> Task to carry out
Answer these questions from the Swedish Dill Bread thread below:
(a) What size bread loaf pan does the recipe call for?
(b) After the first 5 minutes of kneading, how long does the dough rest?
(c) According to the reply, what does a capital "T" mean in the recipe?

-- START OF Passage to read --

# Swedish Dill Bread



## shortamazon (Jan 5, 2004)

My dear momma calls me to make this..shes goes nuts. ( Shes my gennie pig and garbage disposal..in a nice way..lol)


Swedish Dill Bread 1 loaf -350-45min

2t yeast
5T warm water
3 1/2c bread flour
1t salt
2T chopped fresh dill or 3 T dryed
2/3c cream cheese room temp or 2/3 sour cream
2 small onions chopped and sauted ( I like to puree them)
2 eggs
4T melted butter

Sprinkle yeast over warm water.Let set for 5 min. Sift flour
and salt in large bowl. Add dill,cream cheese,onions,eggs,and
yeast water. Mix together to form a sticky ball. Knead with 
little flour. Knead for 5 min.Rest for 1/2 hour. Then knead 
lightly. Let double in bulk. Lightly spray or oil 9x5x3 bread
loaf pan. Bake bread for 45 min till lightly brown.

This turns out to be a soft bread

shortamazon


----------



## camembert (Apr 30, 2004)

Excuse my ignorance but I really wanted to make this. 

Blame it on the Australian thing!

t - teaspoon?
T - tablespoon?


----------



## shortamazon (Jan 5, 2004)

Your not ignorant. It took me a while to figure out some things from Culinary School. Yes T means Tablespoon and t means teaspoon.
Hope you enjoy the recipe. I still love making it. 

shortamazon
Southern California


----------

-- END OF Passage to read --
-- START OF Stored records --

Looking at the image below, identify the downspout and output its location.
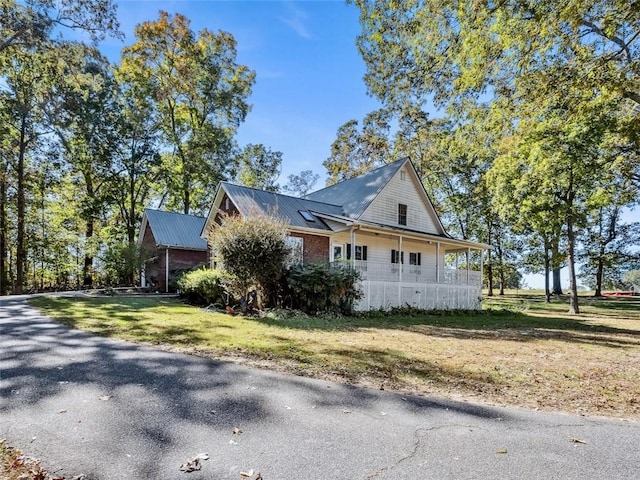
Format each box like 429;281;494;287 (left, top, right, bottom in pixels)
164;247;169;293
436;242;440;283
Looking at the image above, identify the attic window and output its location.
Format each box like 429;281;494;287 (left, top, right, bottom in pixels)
298;210;316;222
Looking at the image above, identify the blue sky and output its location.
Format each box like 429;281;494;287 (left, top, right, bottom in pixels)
100;0;378;188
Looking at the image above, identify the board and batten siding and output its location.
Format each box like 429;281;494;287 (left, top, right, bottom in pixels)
360;165;443;235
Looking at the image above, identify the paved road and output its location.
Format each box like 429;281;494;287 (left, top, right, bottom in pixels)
0;299;640;480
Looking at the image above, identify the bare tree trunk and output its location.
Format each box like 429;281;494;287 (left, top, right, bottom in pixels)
567;213;580;314
593;247;604;297
13;118;27;294
544;241;551;303
0;162;9;295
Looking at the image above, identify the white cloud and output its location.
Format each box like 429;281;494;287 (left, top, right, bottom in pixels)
278;2;313;40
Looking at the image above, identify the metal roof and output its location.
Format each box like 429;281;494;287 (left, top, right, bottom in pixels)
222;182;342;231
144;209;207;250
304;158;409;219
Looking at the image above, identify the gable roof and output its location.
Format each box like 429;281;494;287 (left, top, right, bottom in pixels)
212;182;342;232
140;209;207;250
304;158;409;219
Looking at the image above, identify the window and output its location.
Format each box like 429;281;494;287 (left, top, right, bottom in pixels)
347;243;367;261
284;236;304;266
331;243;344;262
398;203;407;225
391;250;404;263
298;210;316;222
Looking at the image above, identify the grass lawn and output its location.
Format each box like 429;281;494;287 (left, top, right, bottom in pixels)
33;295;640;421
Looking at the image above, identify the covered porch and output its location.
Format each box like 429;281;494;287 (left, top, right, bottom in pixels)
322;225;488;310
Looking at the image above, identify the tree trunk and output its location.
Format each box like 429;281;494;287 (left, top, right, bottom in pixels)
551;238;562;295
13;118;27;294
0;162;9;295
82;218;94;288
567;213;580;314
544;242;551;303
593;247;604;297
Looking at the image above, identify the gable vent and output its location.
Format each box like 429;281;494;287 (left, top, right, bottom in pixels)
298;210;316;222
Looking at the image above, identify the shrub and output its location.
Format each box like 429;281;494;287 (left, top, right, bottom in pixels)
177;269;224;305
209;215;289;304
286;264;362;314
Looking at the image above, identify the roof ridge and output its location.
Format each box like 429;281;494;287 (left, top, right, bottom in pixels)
303;157;409;198
220;180;341;207
144;208;206;218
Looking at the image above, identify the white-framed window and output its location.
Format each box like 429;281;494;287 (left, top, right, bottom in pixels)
391;250;404;263
284;235;304;265
331;243;347;262
347;243;367;262
398;203;407;225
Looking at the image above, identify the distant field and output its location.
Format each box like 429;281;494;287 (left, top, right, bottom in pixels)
33;290;640;420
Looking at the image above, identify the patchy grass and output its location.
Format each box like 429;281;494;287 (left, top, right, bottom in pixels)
0;440;64;480
33;295;640;420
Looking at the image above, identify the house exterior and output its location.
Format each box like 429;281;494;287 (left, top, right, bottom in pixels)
138;209;209;292
202;159;490;310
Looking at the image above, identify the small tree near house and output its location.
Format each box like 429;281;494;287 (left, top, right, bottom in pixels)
208;215;289;305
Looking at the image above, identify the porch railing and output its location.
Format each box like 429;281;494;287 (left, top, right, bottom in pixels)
332;260;482;286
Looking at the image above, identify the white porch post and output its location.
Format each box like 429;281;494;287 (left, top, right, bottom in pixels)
466;247;471;285
397;235;403;307
164;247;169;293
349;227;356;265
436;242;440;283
140;262;147;288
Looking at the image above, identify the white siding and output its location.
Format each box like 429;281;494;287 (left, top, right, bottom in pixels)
361;165;443;235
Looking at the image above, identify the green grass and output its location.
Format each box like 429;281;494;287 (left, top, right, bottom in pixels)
33;294;640;419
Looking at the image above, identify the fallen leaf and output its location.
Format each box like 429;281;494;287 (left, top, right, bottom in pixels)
569;437;587;445
180;453;209;473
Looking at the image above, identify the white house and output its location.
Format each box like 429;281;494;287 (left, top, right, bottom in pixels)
202;159;490;310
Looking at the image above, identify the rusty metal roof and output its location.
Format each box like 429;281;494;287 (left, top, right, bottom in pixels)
144;209;207;250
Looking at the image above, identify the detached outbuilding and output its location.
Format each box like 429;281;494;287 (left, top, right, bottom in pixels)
138;209;208;292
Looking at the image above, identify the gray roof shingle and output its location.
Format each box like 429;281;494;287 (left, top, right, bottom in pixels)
144;209;207;250
223;182;342;231
304;158;409;219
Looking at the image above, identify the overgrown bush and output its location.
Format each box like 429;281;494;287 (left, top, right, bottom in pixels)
209;215;289;306
286;264;362;315
177;269;224;305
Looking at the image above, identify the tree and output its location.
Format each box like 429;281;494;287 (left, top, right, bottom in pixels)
354;0;640;311
322;110;390;185
48;43;120;286
234;144;282;192
120;12;255;213
0;0;122;54
282;170;320;197
207;215;289;308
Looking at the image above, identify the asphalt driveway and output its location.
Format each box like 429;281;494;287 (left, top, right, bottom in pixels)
0;297;640;480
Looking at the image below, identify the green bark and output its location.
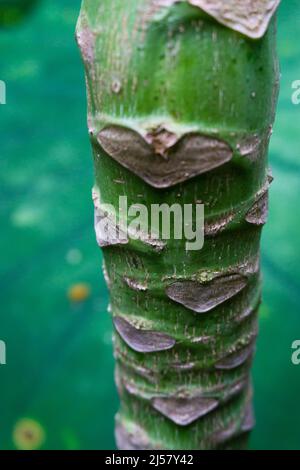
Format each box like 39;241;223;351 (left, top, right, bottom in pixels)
77;0;278;450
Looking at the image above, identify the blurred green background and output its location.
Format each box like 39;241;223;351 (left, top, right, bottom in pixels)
0;0;300;449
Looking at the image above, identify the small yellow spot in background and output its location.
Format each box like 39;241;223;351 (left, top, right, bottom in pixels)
68;283;91;302
13;418;45;450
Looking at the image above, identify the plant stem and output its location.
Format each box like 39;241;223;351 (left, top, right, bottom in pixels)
77;0;279;450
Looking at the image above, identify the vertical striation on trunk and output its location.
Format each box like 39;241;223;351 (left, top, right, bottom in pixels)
77;0;279;450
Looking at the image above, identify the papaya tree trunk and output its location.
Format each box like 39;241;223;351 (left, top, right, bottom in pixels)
77;0;279;450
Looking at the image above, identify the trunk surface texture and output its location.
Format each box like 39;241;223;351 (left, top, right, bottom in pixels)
77;0;279;450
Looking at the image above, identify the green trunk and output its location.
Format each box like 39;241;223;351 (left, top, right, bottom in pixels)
77;0;278;450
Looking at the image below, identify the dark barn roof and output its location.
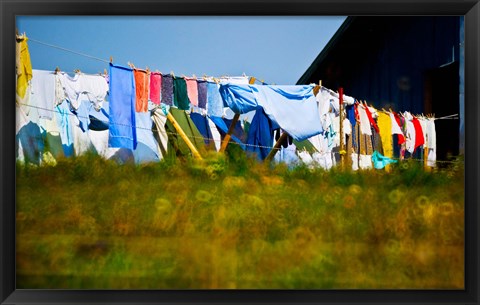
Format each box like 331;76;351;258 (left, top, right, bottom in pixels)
297;16;460;113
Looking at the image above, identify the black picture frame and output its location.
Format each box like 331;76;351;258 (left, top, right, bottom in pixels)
0;0;480;304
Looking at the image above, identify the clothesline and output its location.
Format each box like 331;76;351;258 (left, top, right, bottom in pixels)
28;37;255;81
28;37;109;64
28;37;458;120
19;103;457;164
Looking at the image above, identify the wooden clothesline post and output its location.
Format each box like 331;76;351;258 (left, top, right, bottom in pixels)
338;87;345;168
265;132;288;162
219;76;256;152
166;112;202;160
219;113;240;152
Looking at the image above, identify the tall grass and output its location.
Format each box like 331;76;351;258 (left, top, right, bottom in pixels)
16;154;464;289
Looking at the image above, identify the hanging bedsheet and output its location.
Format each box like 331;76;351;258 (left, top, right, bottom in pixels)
220;84;323;141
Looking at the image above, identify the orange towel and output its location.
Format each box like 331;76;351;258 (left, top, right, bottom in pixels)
133;69;150;112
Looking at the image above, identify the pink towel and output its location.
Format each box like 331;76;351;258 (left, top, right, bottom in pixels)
150;72;162;105
185;77;198;106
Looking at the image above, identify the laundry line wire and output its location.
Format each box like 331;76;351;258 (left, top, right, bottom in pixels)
28;37;458;120
28;37;110;64
28;37;256;85
16;103;464;163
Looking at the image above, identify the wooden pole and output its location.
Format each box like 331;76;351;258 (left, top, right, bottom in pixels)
265;132;288;162
338;87;345;168
167;112;202;160
219;113;240;152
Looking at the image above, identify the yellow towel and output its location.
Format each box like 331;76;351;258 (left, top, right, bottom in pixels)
16;37;32;98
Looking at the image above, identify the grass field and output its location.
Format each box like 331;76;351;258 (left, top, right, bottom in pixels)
16;155;464;289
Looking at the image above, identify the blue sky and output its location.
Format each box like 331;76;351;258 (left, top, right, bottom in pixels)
16;16;345;85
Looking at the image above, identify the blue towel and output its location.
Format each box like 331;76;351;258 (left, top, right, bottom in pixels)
246;109;278;160
108;64;137;150
133;112;160;164
190;113;213;145
372;150;398;169
220;84;323;141
209;116;245;150
207;82;223;117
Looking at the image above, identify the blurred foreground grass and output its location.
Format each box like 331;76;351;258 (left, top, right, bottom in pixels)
16;155;464;289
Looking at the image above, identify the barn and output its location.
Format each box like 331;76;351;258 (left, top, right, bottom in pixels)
297;16;464;160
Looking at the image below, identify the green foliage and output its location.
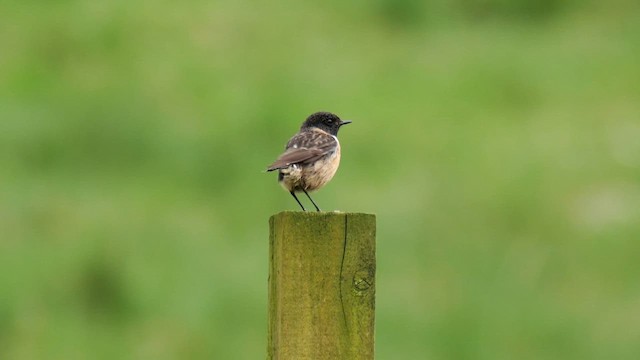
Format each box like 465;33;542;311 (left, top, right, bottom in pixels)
0;0;640;360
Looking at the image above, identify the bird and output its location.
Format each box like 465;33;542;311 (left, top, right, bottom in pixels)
267;111;351;211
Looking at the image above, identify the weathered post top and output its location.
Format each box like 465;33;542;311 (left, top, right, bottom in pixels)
267;211;376;360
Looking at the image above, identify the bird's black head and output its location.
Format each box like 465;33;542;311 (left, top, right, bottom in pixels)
300;111;351;135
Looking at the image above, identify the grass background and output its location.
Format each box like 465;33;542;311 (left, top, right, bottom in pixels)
0;0;640;360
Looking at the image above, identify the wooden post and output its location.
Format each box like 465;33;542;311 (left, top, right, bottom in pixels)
267;212;376;360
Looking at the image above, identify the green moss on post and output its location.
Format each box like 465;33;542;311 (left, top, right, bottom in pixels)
267;212;376;360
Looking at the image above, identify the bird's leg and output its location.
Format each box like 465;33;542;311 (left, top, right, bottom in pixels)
289;191;306;211
302;189;320;211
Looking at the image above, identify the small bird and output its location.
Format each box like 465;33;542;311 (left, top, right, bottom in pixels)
267;111;351;211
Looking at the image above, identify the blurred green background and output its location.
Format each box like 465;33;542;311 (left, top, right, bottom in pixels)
0;0;640;360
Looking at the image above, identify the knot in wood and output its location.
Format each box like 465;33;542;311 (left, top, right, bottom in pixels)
353;269;373;291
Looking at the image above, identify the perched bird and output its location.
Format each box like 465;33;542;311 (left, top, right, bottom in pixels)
267;112;351;211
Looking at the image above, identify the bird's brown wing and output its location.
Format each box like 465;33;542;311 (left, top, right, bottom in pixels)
267;131;338;171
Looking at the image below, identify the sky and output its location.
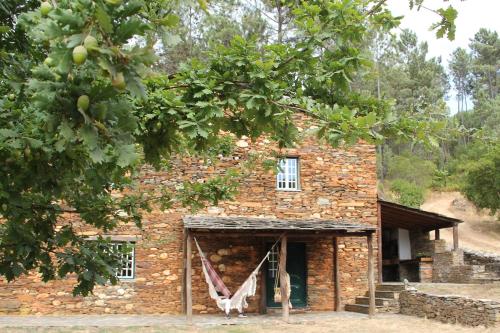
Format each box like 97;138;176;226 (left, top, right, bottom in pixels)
387;0;500;113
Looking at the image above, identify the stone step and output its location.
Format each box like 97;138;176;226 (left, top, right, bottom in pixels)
470;277;500;284
356;296;396;306
365;290;399;299
375;283;405;291
345;304;381;314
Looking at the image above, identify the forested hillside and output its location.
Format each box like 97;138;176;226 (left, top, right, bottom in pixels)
360;29;500;213
155;1;500;212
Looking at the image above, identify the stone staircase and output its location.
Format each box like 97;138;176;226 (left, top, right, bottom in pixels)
471;263;500;284
345;283;405;314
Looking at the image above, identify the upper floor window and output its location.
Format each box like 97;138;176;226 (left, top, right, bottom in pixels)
276;157;299;191
111;242;135;279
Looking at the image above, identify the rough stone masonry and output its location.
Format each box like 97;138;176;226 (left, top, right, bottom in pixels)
399;291;500;327
0;118;377;314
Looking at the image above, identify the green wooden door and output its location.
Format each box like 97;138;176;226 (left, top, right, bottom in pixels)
266;243;307;308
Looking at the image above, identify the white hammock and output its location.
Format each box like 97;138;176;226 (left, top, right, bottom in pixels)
194;238;271;315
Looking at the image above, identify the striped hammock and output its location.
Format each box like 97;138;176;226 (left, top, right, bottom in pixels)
194;238;271;315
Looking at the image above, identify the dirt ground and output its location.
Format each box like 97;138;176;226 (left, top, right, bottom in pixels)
0;314;500;333
421;192;500;254
412;282;500;302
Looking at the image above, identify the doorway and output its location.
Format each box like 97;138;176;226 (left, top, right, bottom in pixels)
266;243;307;308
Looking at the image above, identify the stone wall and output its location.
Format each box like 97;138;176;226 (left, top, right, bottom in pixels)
399;291;500;327
0;118;378;314
432;250;474;283
464;250;500;265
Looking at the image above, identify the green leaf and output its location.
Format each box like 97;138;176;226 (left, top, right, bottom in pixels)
116;144;139;168
160;14;180;28
95;5;113;33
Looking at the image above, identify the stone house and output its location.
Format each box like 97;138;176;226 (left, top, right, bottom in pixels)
0;118;380;314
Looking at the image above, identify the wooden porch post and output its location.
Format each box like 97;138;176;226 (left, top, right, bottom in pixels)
366;233;375;317
333;237;340;311
181;229;187;314
453;223;458;251
377;202;383;283
279;235;290;323
434;229;441;240
186;229;193;323
259;241;267;314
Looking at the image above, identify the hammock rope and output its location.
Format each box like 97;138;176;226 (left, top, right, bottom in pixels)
194;235;283;315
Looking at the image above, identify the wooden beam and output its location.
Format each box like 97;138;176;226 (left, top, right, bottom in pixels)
259;240;267;314
279;235;291;323
377;202;382;283
333;237;341;311
453;223;458;251
191;230;375;240
366;235;375;317
186;230;193;323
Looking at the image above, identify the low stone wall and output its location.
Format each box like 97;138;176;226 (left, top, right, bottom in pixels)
464;250;500;265
399;290;500;327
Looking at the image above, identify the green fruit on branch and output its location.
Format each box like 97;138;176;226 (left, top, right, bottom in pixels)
111;72;127;90
73;45;88;65
106;0;122;6
76;95;90;111
43;57;54;67
83;35;99;51
24;146;31;158
40;1;52;16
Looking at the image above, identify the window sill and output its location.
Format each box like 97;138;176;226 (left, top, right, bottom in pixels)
118;278;135;283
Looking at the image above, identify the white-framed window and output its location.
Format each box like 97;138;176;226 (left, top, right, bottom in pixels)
276;157;299;191
111;242;135;279
267;246;279;278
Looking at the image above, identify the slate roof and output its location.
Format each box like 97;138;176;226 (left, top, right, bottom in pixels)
378;199;463;231
183;215;376;232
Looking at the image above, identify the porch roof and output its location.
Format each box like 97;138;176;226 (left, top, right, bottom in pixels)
378;199;463;231
183;215;377;233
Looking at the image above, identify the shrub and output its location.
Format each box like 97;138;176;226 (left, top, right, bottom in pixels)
390;179;424;208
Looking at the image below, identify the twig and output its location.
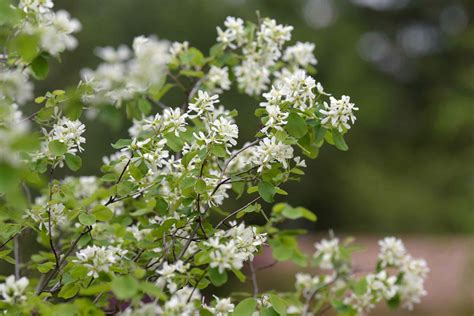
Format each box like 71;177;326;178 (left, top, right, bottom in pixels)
13;235;21;280
36;226;92;295
249;261;258;297
146;95;168;110
215;196;261;229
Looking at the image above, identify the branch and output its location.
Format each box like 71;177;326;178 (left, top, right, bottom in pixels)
249;261;258;297
215;196;261;229
13;235;21;280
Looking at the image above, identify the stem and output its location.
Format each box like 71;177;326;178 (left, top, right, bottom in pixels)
249;261;258;297
13;235;21;280
215;196;261;229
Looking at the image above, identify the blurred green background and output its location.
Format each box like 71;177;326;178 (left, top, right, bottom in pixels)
37;0;474;234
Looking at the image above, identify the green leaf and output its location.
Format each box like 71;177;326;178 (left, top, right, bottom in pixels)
285;112;308;139
332;130;349;151
281;205;303;219
48;140;67;156
81;282;110;295
232;297;257;316
66;153;82;171
232;269;246;282
194;179;206;194
58;282;79;299
140;282;166;300
112;139;132;149
12;33;39;63
260;307;278;316
387;293;400;309
111;275;139;300
270;294;288;316
209;268;227;286
38;261;56;273
354;278;367;295
258;181;276;203
92;204;114;222
78;213;95;226
30;55;49;80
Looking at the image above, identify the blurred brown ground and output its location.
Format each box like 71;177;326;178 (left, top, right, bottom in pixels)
246;235;474;316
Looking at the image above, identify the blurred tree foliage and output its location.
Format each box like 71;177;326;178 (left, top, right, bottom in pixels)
32;0;474;233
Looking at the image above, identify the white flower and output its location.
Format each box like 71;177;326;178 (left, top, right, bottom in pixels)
217;16;246;48
379;237;406;268
24;202;68;235
234;58;270;95
366;270;398;301
127;225;151;241
18;0;54;13
252;136;293;172
40;10;81;56
163;286;201;316
73;245;127;278
261;105;289;135
163;108;188;136
257;19;293;48
399;255;429;310
188;90;219;117
206;66;231;93
283;42;318;67
95;45;132;64
319;95;359;132
0;275;30;304
170;41;189;57
48;116;86;154
205;295;235;316
211;116;239;146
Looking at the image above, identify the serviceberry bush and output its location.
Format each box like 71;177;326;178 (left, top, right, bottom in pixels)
0;0;428;315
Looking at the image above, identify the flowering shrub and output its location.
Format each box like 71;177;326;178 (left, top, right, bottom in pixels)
0;0;428;315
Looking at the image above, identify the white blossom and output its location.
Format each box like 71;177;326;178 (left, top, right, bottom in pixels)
48;117;86;154
73;245;127;278
319;95;359;132
206;66;231;93
379;237;406;268
205;295;235;316
252;136;293;172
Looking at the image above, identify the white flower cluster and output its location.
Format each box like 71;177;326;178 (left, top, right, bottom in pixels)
18;0;81;56
0;103;30;165
31;114;86;168
119;286;202;316
204;222;266;273
81;36;171;106
24;200;69;235
344;237;429;314
319;95;359;132
205;295;235;316
73;245;127;278
283;42;318;68
205;66;231;93
48;117;86;154
295;273;334;298
0;275;30;304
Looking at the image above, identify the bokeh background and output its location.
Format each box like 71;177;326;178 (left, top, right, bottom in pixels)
31;0;474;315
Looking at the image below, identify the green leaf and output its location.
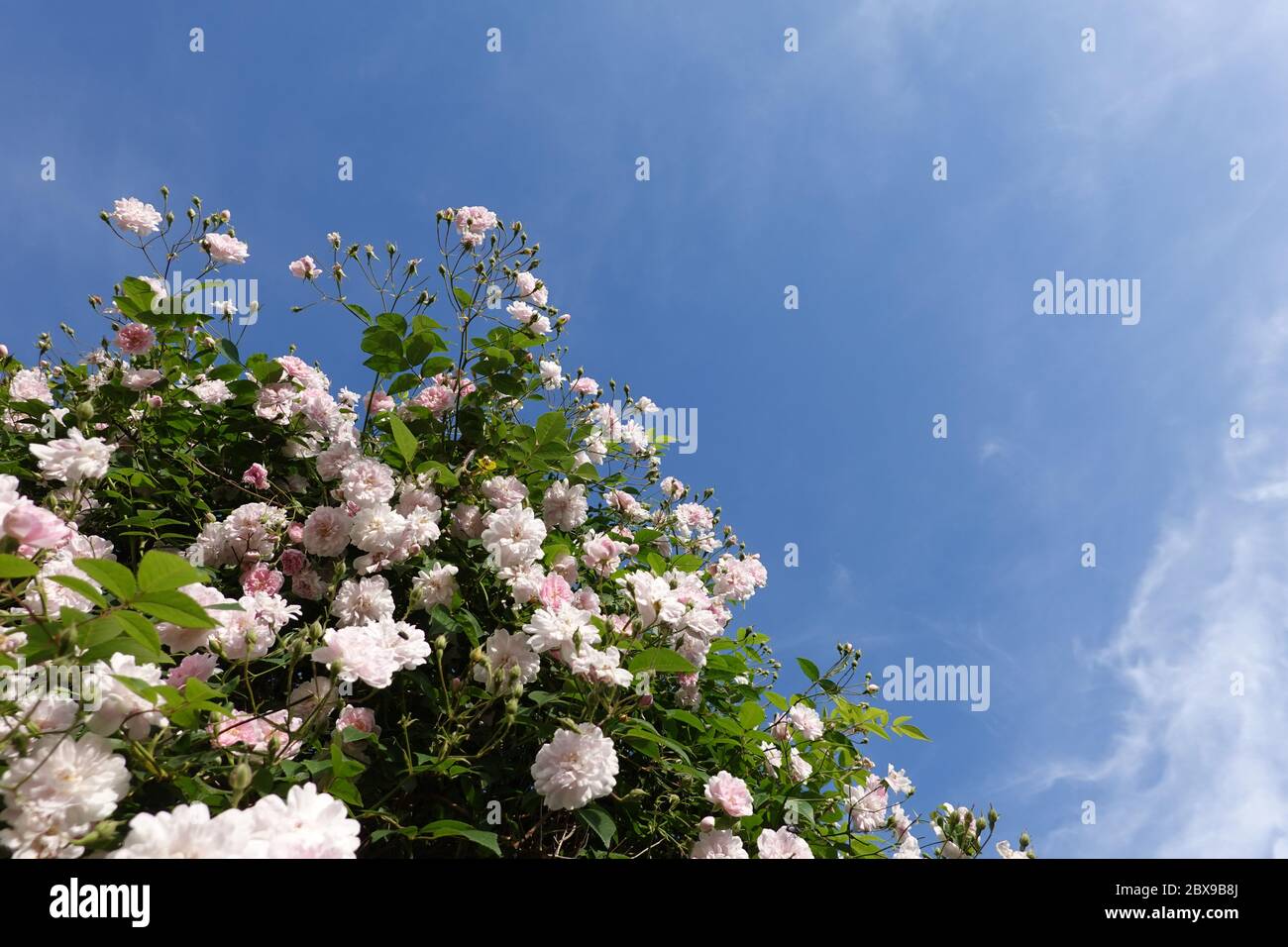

-- END OF Stored records --

> Complete output
(a) A 9x5x3 pan.
(b) Half an hour.
(c) Tablespoon.